◆ **Exercise objective**: One number alone answers this: the count of lines below in which the word "riveted" is found.

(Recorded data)
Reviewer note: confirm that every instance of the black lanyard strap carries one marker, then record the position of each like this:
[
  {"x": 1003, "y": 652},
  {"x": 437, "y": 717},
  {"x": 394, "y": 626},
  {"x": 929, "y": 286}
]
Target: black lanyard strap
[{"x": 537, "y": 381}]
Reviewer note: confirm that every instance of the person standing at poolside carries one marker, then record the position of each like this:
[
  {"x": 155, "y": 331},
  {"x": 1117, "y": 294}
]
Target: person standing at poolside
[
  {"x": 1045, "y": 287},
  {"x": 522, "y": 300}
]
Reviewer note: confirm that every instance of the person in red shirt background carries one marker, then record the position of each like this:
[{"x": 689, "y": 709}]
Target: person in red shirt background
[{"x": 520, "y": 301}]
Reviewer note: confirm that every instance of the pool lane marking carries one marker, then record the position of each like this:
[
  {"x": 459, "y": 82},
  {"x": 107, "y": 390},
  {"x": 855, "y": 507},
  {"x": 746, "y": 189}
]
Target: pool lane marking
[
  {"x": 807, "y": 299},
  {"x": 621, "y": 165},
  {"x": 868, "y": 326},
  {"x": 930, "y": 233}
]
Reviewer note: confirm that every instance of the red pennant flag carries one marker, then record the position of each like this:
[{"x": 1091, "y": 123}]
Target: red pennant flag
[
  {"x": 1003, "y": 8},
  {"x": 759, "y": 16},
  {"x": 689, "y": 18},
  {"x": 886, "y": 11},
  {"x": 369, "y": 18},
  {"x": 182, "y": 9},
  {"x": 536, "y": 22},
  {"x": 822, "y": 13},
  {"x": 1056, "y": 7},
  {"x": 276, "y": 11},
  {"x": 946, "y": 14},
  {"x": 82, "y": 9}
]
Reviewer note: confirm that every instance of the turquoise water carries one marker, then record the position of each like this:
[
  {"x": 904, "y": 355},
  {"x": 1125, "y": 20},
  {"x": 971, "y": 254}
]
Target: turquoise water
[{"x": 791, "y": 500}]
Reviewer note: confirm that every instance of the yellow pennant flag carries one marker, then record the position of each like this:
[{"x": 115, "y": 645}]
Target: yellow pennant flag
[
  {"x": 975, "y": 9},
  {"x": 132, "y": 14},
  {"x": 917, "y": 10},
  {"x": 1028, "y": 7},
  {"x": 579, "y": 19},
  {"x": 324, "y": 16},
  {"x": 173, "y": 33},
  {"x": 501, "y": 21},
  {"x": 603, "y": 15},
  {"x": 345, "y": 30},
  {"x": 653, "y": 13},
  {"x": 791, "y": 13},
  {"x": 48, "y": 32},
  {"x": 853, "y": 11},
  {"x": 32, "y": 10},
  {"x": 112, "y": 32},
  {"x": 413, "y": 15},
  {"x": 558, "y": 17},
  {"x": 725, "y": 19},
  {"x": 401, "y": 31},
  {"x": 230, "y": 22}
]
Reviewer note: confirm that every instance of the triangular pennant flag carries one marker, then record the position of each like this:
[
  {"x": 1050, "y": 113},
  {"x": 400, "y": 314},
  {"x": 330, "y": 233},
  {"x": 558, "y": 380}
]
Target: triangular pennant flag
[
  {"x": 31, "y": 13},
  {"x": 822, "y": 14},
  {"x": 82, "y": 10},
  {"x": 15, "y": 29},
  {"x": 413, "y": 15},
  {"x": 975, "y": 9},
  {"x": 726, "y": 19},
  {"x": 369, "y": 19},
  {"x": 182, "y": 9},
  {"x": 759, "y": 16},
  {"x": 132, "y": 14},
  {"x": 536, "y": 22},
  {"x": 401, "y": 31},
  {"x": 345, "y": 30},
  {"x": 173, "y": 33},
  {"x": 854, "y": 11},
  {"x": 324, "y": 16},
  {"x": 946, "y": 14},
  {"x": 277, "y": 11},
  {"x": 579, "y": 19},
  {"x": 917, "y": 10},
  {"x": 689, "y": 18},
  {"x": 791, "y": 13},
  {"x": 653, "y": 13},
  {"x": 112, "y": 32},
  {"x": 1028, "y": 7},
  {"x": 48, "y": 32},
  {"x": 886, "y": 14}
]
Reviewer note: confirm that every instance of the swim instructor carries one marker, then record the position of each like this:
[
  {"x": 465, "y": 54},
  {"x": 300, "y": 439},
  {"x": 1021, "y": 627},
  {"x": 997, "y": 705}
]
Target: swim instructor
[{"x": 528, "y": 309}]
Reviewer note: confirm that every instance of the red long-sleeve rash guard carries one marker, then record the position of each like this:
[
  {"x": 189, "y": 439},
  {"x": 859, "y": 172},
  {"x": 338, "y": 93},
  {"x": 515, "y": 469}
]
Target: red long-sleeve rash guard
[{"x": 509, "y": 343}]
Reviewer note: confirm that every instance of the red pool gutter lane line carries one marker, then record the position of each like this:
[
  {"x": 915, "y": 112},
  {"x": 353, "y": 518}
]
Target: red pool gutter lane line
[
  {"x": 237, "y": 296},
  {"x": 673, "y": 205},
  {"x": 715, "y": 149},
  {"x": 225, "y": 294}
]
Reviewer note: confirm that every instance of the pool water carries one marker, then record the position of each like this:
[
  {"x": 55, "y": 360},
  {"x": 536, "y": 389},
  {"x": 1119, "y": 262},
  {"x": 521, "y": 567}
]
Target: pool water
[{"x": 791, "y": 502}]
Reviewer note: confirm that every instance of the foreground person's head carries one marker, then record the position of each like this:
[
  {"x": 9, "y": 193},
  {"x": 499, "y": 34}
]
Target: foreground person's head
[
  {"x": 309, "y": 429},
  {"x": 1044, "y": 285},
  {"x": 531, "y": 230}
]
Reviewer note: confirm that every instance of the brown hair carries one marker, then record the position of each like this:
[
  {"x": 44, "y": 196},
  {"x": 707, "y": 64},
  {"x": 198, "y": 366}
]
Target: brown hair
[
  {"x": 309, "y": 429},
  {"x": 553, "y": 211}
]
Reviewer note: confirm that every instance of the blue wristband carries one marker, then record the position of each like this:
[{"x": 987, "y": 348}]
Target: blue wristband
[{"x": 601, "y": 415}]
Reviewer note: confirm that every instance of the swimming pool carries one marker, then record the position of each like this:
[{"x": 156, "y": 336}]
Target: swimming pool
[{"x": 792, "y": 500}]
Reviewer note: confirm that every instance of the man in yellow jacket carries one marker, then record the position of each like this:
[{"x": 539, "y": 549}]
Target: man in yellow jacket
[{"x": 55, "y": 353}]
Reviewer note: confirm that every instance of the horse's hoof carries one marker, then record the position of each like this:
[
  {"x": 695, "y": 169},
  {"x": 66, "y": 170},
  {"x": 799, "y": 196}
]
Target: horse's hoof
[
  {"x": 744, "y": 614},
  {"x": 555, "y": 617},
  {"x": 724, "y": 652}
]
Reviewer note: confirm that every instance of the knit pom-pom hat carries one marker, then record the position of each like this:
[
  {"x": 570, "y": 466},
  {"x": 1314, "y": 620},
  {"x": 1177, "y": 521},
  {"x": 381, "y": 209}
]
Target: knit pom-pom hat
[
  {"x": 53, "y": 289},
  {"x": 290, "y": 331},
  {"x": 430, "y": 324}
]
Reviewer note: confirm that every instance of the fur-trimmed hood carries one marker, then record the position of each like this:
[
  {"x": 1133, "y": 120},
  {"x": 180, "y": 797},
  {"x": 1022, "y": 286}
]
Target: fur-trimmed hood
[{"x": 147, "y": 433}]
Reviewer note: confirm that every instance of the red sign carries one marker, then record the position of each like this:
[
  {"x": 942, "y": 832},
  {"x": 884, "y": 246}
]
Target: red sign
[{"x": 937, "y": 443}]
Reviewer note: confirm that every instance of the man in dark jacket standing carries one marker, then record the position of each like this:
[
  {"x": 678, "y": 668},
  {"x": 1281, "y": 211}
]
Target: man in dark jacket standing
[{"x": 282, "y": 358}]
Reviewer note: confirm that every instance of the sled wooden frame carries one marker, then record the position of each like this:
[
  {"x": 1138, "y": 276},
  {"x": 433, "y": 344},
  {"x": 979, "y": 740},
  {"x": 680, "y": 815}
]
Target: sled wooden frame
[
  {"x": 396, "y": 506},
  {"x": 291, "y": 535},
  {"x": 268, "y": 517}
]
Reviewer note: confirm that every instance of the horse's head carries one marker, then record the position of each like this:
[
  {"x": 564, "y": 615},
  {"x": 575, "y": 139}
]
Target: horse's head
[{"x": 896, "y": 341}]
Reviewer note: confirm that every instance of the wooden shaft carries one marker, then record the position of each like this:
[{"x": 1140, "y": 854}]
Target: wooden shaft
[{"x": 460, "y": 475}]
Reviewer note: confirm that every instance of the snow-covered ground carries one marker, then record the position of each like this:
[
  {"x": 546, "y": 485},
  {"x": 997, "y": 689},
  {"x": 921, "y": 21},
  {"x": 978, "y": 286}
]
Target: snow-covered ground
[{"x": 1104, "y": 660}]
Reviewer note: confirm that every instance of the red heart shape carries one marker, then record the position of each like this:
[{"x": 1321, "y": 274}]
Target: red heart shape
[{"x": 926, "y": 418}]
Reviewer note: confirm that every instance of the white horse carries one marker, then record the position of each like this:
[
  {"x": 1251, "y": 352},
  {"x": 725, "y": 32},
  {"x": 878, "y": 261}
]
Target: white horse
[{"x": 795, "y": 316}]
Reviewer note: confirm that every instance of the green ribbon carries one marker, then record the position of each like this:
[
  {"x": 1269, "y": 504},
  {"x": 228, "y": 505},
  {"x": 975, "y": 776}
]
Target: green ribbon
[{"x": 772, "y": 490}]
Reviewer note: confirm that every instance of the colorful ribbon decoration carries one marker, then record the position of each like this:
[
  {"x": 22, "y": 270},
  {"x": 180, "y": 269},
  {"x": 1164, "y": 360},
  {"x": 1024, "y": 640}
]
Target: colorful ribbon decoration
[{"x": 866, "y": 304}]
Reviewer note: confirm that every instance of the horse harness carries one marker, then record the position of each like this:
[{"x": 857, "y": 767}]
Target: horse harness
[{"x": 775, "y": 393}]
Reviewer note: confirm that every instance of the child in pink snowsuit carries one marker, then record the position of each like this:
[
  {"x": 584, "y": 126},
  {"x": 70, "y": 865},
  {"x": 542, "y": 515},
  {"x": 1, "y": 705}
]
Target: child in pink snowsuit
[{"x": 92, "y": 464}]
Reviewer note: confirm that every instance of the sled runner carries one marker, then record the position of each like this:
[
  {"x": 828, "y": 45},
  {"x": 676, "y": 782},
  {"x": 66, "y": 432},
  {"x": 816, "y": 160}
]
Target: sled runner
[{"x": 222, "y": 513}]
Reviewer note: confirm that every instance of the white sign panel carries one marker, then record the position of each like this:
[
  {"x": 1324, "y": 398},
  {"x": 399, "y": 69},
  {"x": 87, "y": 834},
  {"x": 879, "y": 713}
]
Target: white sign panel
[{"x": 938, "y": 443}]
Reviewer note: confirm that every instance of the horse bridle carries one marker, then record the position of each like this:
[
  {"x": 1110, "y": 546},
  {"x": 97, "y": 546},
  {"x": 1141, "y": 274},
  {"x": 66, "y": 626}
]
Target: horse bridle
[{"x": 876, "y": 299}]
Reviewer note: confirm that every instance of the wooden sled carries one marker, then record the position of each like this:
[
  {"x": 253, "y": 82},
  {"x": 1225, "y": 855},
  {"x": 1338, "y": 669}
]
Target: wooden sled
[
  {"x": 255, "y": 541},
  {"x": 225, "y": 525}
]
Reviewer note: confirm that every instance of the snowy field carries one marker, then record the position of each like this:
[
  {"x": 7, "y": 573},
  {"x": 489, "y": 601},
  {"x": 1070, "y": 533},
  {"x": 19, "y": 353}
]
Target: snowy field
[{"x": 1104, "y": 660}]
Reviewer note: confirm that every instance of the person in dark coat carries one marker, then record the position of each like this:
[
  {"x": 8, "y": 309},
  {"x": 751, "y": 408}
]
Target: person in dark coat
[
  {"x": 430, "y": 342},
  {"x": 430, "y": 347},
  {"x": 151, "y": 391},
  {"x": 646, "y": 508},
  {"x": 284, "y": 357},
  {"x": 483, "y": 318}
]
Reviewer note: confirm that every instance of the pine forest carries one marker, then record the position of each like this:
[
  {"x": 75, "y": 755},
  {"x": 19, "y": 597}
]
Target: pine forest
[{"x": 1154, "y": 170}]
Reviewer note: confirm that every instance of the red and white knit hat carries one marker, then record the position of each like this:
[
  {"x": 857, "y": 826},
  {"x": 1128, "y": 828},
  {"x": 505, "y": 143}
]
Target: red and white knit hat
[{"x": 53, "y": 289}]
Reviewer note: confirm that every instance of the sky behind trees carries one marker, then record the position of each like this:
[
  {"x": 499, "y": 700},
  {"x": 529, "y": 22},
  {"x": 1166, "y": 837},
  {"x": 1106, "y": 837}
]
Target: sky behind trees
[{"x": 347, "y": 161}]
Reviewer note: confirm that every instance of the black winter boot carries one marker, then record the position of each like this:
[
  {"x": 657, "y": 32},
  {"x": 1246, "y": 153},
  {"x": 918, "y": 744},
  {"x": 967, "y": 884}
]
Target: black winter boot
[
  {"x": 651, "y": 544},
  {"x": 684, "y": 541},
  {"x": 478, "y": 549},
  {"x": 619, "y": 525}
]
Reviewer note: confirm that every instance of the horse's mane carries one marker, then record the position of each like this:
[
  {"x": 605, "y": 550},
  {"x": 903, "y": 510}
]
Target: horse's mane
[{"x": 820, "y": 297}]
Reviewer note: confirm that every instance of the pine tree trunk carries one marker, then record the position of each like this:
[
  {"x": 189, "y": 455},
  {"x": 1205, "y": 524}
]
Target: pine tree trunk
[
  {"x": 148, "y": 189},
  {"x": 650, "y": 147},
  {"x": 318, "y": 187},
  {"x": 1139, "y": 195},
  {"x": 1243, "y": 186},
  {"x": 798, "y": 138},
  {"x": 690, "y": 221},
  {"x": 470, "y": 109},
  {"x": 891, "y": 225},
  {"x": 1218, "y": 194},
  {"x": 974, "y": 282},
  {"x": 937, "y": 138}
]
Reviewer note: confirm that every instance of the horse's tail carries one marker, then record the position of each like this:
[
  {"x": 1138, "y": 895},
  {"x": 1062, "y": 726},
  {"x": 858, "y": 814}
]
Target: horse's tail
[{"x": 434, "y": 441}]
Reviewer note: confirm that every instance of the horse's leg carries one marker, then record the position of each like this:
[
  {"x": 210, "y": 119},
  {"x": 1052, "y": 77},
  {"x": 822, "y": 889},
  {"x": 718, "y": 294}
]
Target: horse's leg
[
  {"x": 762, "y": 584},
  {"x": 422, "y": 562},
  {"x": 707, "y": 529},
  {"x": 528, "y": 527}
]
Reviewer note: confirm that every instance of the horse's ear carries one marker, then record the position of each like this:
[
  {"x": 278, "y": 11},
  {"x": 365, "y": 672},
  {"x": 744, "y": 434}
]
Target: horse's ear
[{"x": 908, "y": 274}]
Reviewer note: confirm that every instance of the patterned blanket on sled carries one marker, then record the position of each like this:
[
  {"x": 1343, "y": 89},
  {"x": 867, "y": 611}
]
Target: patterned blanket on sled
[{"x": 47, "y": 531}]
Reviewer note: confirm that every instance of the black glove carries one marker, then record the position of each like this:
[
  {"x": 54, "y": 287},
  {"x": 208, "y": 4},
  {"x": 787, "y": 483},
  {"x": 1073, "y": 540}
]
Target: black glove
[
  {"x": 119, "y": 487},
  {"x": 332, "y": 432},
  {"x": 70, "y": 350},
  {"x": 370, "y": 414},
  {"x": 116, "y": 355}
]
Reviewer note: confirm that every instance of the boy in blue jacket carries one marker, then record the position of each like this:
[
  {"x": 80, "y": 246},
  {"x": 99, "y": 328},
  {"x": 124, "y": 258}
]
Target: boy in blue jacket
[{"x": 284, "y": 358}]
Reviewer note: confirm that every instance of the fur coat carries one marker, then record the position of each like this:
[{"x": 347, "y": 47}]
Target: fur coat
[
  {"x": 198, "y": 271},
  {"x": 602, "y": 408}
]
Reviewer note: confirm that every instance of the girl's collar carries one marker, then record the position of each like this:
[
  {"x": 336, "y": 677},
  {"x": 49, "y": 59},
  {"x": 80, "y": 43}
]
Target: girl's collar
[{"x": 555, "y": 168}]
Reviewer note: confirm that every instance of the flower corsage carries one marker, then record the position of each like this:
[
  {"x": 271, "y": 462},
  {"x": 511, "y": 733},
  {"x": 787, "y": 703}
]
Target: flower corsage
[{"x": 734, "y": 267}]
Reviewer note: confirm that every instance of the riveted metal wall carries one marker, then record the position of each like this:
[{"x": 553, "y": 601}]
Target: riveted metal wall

◆ **Problem solution**: 2